■ Excerpt provided
'''

Burger Shutter Ferret/Flickr
Where is the best place in the world to eat? It all depends, as new calculations from Oxfam show, on what you mean by "good". Food in the United States is cheap, abundant, varied and tasty, but it might not be all that good for you - too much fat and sugar have led to 36 percent of Americans being diabetic and 46 percent obese. Japan's food, by contrast, is much healthier, but it's extremely expensive and not as varied.

At the bottom end of the Oxfam table are countries like Chad and Angola, where food can be unaffordably expensive and not very nutritious. It can also be quite dull. In Madagascar (fourth from bottom) 79 percent of the food eaten comes from grains and starchy roots, with very little meat, fish, fruit or vegetables.

Perhaps the most interesting figures are not from the richest or poorest countries, but those in between - emerging economies making the transition to middle- or higher-income status. Some of the unhealthiest diets of all are in places like Fiji and Mexico, where more than 40 percent of adults are not merely overweight but obese.

The mechanism is no mystery. As people get richer, they want to eat more meat, fish and dairy products, more fried food, more sweets and cakes, washed down with fizzy drinks. Favourite foods vary from country to country, but the dietary transition is the same all over the world. Combined with moving to the cities, having less time to cook and leading less active lives, the dietary shift has brought expanding waistlines and an epidemic of ill-health. The number of overweight or obese people in the developing world tripled between 1980 and 2008.

Tim Lang, professor of food policy at City University London, has the sense of a world sleep-walking into disaster, despite plenty of evidence of what has been happening. “For years we have been churning out stunning demographic and epidemiological data documenting the problem,” he says. “It's almost like seeing, in slow motion, populations walking over a cliff, and us just watching it, counting them as they are going over and saying, 'Well, isn't this terrible?'.”

Reasons for concern

A paper recently published by Britain's Overseas Development Institute (ODI), Future Diets, sets out the reasons for concern. Besides health issues, it looks at how the food demands of a more prosperous world will be met, whether the supply of meat and dairy products can keep up with demand, and whether increased demand for cereals to feed livestock will put the prices of staple foods even further out of reach of the poorest.

'''

■ Stated exercise A
Retype the part of the passage about diets around the world starting with "At the bottom" and going on through "overweight but obese.".

■ Records to use

'''

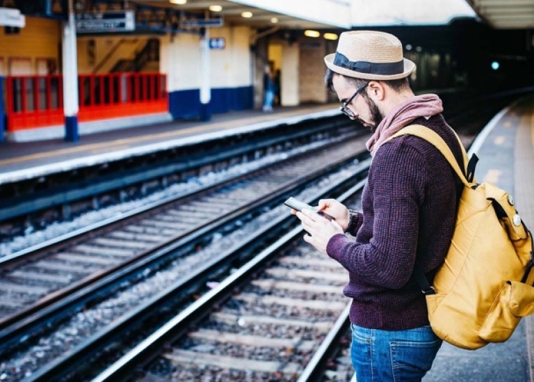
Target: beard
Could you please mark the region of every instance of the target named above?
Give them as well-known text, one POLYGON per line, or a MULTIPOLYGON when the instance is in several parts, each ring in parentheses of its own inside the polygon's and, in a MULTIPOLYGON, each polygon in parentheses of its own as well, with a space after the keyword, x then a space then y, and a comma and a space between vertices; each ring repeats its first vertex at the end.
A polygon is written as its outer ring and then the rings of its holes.
POLYGON ((384 116, 382 115, 380 111, 378 110, 378 106, 376 106, 376 104, 371 98, 366 97, 365 100, 367 101, 367 106, 369 107, 369 112, 372 118, 371 132, 374 133, 382 122, 382 120, 384 119, 384 116))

'''

■ Stated exercise B
Echo every line of the rows above exactly, leaving out the pictures.

■ Full output A
At the bottom end of the Oxfam table are countries like Chad and Angola, where food can be unaffordably expensive and not very nutritious. It can also be quite dull. In Madagascar (fourth from bottom) 79 percent of the food eaten comes from grains and starchy roots, with very little meat, fish, fruit or vegetables.

Perhaps the most interesting figures are not from the richest or poorest countries, but those in between - emerging economies making the transition to middle- or higher-income status. Some of the unhealthiest diets of all are in places like Fiji and Mexico, where more than 40 percent of adults are not merely overweight but obese.

■ Full output B
Target: beard
Could you please mark the region of every instance of the target named above?
Give them as well-known text, one POLYGON per line, or a MULTIPOLYGON when the instance is in several parts, each ring in parentheses of its own inside the polygon's and, in a MULTIPOLYGON, each polygon in parentheses of its own as well, with a space after the keyword, x then a space then y, and a comma and a space between vertices; each ring repeats its first vertex at the end.
A polygon is written as its outer ring and then the rings of its holes.
POLYGON ((384 116, 382 115, 380 111, 378 110, 378 106, 376 106, 376 104, 371 98, 366 97, 365 100, 367 101, 367 106, 369 107, 369 112, 372 118, 371 132, 374 133, 382 122, 382 120, 384 119, 384 116))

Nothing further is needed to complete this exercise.